§ **Texte source**
****************************************
Vu la procédure suivante :
Procédure contentieuse antérieure :
Mme A... B... a demandé au tribunal administratif de Melun d'annuler l'arrêté du 24 mai 2022, par lequel la préfète du Val-de-Marne a refusé de lui délivrer un titre de séjour, lui a fait obligation de quitter le territoire français dans un délai de trente jours et a fixé le pays de destination.
Par un jugement n° 2206584 du 6 décembre 2022, le tribunal administratif de Melun a rejeté sa demande.
Procédure devant la Cour :
Par une requête, un mémoire et des pièces complémentaires, enregistrés les 25 mars et 9 mai 2023 ainsi qu'un mémoire complémentaire enregistré le 28 novembre 2023 et non communiqué, Mme B..., représentée par Me Bozize, demande à la Cour :
1°) d'annuler le jugement n° 2206584 du 6 décembre 2022 du tribunal administratif de Melun ;
2°) d'annuler l'arrêté du 24 mai 2022 de la préfète du Val-de-Marne ;
3°) d'enjoindre à l'administration de lui délivrer un titre de séjour mention " vie privée et familiale " dans un délai d'un mois à compter de la notification de la décision à intervenir et sous astreinte de 50 euros par jour de retard ou, à titre subsidiaire, de réexaminer sa situation administrative, dans le même délai et sous la même astreinte, en lui délivrant durant cet examen une autorisation provisoire de séjour l'autorisant à travailler ;
4°) de mettre à la charge de l'Etat le versement à son conseil de la somme de 2 000 euros sur le fondement des articles 37 de la loi du 10 juillet 1991 et L. 761-1 du code de justice administrative.
****************************************
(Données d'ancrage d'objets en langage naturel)

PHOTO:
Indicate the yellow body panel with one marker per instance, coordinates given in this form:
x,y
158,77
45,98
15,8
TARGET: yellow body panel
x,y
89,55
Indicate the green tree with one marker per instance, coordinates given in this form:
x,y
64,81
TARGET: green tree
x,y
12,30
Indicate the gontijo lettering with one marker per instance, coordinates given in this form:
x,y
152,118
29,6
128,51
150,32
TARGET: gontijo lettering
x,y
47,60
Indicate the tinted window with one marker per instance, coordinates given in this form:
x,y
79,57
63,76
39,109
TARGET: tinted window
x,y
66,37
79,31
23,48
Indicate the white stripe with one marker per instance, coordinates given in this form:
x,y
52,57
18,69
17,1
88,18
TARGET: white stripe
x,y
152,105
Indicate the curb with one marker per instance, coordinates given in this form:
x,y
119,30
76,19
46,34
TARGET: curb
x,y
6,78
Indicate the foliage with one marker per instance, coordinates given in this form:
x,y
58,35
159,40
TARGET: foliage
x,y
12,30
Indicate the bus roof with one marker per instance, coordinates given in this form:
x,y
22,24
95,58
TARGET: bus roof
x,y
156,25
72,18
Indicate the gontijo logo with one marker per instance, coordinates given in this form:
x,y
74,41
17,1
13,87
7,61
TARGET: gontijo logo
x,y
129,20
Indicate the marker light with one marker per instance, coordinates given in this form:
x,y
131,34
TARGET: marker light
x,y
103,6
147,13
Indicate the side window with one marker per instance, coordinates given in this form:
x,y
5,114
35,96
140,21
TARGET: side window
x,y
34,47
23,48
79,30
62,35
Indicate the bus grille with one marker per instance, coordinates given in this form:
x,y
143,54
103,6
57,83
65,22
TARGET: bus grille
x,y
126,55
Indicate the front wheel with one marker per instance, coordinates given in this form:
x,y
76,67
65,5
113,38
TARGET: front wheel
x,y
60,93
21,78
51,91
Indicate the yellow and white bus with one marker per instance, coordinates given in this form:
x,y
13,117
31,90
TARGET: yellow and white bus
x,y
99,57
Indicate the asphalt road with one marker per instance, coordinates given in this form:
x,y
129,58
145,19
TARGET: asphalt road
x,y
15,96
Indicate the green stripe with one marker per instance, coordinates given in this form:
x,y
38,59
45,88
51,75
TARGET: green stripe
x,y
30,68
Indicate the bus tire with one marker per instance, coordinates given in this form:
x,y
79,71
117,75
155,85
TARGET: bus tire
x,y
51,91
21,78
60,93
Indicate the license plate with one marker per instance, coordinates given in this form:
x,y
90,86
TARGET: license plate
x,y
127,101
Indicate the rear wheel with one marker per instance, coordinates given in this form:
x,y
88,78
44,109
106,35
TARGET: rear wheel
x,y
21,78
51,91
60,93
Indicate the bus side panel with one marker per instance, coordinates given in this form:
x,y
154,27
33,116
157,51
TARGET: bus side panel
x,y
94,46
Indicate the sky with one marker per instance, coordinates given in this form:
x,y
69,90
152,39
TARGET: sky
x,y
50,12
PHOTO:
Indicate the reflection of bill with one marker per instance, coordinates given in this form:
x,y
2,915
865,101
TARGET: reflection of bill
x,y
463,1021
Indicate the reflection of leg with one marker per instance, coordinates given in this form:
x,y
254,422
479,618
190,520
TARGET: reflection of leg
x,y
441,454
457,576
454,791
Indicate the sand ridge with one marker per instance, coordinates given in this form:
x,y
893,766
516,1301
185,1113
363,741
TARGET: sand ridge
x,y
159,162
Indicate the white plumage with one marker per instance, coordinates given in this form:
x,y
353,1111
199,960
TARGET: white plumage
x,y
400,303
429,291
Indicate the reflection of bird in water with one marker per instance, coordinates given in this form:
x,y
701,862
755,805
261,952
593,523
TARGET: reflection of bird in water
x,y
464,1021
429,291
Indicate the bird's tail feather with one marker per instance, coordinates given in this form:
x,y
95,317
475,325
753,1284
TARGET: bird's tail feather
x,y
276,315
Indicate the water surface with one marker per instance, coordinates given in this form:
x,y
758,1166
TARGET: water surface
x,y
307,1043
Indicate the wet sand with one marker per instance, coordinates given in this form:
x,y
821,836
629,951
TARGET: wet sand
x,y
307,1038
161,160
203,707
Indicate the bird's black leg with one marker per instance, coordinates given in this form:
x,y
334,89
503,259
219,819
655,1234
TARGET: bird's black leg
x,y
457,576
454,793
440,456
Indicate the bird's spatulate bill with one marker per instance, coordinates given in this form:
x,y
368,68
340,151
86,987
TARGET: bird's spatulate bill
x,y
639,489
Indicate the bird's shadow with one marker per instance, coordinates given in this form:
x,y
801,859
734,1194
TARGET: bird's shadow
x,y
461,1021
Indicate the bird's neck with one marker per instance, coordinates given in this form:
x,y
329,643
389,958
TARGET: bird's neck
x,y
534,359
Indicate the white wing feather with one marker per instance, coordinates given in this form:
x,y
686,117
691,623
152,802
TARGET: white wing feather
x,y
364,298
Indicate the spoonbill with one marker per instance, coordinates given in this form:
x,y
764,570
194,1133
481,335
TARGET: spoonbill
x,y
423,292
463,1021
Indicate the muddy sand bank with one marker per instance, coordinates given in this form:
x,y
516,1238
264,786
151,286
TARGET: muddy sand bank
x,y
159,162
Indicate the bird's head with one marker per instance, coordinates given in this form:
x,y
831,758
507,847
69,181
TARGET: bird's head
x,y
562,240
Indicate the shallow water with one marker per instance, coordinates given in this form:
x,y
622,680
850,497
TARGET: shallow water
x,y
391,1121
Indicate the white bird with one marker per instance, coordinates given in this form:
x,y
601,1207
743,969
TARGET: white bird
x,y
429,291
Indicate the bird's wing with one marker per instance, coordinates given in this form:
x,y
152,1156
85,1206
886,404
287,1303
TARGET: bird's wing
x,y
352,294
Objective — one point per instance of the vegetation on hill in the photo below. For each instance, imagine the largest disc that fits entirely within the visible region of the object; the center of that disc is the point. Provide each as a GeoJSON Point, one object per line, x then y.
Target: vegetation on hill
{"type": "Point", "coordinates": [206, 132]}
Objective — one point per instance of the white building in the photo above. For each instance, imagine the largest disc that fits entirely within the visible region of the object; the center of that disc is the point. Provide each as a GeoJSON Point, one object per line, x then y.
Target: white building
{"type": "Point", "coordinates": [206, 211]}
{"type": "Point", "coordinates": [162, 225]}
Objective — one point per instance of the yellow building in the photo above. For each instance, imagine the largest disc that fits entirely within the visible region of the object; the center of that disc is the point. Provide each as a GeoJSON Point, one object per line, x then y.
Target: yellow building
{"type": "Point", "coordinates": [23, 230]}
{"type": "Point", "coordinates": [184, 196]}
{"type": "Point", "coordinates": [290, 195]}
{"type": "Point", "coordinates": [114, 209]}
****************************************
§ **Essayez**
Réécrivez tout ce qui va de "Vu la procédure" jusqu'à "pays de destination." dans le texte source, en changeant "trente jours" en "quinze jours".

§ **Votre réponse**
Vu la procédure suivante :
Procédure contentieuse antérieure :
Mme A... B... a demandé au tribunal administratif de Melun d'annuler l'arrêté du 24 mai 2022, par lequel la préfète du Val-de-Marne a refusé de lui délivrer un titre de séjour, lui a fait obligation de quitter le territoire français dans un délai de quinze jours et a fixé le pays de destination.